▸ **Instructions for the task**: Please find the lines in the following records that hold "building", and copy them.

▸ **Data section**:
■ ■ ■

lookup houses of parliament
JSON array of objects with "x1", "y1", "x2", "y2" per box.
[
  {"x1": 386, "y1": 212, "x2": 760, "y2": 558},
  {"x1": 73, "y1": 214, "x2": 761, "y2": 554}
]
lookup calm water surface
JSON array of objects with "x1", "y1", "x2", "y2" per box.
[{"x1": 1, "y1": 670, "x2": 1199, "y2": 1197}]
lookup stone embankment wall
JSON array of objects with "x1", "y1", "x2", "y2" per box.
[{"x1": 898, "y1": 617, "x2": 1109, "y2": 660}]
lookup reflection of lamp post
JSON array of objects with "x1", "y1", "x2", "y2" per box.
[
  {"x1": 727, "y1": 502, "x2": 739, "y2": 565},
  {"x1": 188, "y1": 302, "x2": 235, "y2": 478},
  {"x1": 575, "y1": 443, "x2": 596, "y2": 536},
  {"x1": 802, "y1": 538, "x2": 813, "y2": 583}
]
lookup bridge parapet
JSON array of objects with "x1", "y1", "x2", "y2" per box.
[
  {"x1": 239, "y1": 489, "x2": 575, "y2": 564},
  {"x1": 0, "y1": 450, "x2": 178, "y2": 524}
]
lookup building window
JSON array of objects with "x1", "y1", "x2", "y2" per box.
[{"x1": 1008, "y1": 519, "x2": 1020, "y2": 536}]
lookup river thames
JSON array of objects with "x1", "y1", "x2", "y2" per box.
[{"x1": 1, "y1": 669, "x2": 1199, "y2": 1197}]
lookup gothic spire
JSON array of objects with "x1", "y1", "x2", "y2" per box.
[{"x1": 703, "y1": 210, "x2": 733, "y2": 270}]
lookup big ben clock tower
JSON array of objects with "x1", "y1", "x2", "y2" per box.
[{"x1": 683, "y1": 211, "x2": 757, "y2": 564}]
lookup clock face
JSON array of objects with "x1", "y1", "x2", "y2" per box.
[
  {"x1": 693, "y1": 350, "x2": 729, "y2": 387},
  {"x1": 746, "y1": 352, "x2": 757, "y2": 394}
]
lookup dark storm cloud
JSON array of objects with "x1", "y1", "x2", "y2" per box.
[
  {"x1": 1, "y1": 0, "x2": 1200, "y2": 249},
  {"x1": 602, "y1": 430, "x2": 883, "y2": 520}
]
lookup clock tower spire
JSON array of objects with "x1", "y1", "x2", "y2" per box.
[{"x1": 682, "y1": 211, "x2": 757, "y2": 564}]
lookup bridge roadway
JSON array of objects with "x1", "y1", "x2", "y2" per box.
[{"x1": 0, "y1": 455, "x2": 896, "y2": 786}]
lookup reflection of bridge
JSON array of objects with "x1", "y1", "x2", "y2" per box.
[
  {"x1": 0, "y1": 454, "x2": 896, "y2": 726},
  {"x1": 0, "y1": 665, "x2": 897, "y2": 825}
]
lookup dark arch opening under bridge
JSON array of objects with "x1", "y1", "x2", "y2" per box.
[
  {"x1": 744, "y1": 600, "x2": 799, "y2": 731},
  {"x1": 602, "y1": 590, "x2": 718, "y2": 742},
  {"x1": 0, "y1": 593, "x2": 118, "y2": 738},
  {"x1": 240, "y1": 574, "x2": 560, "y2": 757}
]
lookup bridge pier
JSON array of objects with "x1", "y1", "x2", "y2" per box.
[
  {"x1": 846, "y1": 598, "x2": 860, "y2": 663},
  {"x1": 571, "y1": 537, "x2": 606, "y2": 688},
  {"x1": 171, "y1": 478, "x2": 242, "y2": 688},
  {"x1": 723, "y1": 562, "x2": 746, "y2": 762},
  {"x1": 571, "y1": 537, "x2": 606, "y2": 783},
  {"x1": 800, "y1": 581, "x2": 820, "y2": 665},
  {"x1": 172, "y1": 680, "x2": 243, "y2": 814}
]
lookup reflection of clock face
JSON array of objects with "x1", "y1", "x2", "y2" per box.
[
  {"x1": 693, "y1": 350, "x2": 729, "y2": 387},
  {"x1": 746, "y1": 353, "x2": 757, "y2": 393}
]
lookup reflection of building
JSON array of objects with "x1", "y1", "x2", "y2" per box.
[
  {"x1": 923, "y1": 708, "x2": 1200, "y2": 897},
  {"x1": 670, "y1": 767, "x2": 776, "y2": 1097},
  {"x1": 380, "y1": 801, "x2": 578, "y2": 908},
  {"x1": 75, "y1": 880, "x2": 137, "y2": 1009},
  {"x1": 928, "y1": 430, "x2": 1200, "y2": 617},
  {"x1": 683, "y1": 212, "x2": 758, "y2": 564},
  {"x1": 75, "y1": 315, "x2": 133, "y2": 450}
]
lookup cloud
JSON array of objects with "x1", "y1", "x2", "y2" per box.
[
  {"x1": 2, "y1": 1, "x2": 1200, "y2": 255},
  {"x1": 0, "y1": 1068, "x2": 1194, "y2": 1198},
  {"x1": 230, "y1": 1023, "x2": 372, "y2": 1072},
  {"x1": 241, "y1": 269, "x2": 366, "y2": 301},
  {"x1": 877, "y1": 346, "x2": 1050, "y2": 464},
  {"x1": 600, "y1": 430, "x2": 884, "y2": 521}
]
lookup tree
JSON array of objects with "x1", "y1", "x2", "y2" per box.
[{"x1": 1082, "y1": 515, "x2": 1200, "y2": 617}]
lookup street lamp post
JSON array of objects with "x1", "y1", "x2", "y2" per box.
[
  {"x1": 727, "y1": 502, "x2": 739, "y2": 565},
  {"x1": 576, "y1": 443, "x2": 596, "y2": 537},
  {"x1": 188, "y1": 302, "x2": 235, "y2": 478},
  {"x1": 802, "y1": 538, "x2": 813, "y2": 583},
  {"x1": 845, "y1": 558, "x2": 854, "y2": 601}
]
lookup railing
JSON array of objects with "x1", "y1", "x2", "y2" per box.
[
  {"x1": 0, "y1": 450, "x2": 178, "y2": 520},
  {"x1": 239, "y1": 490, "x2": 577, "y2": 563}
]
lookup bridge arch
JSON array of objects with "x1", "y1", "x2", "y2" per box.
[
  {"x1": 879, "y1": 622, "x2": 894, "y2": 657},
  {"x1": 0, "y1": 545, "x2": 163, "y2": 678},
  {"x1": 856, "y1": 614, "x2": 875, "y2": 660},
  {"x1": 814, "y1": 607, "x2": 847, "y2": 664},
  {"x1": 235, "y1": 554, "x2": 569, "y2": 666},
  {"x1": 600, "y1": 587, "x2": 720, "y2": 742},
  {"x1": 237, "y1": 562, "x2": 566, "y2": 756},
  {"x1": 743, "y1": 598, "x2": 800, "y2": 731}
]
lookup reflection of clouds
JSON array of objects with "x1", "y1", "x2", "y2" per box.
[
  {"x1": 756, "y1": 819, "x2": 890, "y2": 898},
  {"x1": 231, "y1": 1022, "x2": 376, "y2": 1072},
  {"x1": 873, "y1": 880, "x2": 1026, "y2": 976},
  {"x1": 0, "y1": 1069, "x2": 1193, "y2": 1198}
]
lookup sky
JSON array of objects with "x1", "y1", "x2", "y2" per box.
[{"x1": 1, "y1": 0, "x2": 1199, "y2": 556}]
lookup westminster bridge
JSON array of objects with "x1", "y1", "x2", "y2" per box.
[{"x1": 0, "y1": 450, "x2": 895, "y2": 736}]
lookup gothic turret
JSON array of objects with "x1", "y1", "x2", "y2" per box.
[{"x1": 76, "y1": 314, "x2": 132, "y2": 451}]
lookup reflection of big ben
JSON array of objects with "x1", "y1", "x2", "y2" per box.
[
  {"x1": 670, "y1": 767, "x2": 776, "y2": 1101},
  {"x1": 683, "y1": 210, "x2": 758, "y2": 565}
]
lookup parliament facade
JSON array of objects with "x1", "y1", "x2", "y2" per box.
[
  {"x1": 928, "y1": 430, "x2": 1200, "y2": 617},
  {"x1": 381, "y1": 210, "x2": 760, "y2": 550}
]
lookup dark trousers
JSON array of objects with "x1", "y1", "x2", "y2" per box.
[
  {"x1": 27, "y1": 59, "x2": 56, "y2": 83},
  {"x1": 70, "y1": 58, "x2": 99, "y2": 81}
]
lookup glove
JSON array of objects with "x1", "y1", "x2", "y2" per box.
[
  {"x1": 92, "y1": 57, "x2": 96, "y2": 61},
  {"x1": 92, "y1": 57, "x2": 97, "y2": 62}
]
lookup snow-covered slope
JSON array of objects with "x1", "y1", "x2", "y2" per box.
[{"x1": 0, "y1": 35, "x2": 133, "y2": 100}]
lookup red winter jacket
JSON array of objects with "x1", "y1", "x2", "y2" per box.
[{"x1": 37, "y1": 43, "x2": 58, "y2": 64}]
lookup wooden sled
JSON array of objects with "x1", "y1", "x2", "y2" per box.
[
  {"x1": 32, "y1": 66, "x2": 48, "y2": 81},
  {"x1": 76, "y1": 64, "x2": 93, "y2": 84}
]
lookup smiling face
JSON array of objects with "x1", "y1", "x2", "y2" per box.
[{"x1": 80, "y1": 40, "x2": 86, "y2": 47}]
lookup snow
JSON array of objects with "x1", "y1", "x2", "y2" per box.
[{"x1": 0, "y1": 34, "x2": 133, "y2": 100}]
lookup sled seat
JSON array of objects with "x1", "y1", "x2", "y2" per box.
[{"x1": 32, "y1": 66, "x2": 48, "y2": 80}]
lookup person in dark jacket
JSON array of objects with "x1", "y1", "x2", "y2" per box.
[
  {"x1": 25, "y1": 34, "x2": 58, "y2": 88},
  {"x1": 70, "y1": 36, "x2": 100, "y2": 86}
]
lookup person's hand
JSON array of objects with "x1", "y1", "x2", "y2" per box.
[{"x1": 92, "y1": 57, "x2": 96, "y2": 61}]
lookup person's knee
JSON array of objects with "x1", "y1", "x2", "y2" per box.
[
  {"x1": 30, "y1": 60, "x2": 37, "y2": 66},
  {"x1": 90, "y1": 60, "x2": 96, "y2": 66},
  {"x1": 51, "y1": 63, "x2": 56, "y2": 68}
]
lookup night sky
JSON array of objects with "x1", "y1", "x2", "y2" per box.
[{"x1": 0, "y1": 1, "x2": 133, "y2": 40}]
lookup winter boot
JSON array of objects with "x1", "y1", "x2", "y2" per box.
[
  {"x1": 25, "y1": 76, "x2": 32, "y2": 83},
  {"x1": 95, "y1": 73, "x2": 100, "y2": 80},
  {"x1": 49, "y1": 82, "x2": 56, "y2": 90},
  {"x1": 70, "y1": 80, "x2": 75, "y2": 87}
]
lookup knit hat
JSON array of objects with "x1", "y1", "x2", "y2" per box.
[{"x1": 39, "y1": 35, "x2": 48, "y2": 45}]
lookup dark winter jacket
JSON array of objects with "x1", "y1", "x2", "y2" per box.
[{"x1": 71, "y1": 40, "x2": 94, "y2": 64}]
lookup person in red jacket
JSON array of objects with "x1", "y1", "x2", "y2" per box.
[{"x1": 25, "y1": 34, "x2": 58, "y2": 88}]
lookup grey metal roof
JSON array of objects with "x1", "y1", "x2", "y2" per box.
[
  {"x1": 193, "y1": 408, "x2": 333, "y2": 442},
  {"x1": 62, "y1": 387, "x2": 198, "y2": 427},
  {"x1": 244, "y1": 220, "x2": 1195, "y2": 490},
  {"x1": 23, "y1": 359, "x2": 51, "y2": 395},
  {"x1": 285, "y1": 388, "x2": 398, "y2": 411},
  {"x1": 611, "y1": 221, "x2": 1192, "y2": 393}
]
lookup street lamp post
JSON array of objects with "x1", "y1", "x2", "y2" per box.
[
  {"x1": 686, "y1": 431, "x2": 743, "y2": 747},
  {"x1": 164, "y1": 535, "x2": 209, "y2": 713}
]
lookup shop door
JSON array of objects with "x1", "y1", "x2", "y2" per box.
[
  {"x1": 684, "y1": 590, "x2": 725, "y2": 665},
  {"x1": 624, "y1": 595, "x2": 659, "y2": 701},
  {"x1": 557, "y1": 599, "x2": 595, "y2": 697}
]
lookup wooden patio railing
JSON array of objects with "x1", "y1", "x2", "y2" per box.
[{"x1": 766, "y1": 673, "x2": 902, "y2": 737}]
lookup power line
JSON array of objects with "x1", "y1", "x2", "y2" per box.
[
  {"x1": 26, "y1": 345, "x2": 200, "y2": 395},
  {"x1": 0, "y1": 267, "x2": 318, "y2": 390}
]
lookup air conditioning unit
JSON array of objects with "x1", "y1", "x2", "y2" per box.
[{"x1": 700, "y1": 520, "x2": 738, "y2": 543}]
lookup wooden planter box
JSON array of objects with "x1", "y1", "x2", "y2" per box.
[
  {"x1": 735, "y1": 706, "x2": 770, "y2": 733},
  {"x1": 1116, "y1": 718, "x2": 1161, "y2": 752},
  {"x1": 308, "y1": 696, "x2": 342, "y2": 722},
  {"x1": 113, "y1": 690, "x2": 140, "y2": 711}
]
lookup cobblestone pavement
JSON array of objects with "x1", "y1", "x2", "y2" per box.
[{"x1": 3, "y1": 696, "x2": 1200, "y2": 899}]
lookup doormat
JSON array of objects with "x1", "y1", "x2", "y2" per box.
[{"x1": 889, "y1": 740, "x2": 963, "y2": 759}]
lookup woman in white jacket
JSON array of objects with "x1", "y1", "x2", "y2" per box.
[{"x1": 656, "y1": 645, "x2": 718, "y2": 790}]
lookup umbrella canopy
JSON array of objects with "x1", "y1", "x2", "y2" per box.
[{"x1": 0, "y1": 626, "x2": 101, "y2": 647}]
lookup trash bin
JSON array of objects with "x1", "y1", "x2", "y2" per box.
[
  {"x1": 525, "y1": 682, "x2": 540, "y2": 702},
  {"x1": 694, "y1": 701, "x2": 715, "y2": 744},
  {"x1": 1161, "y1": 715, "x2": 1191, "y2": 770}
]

■ ■ ■

▸ **Output for this task**:
lookup building window
lookup reflection of building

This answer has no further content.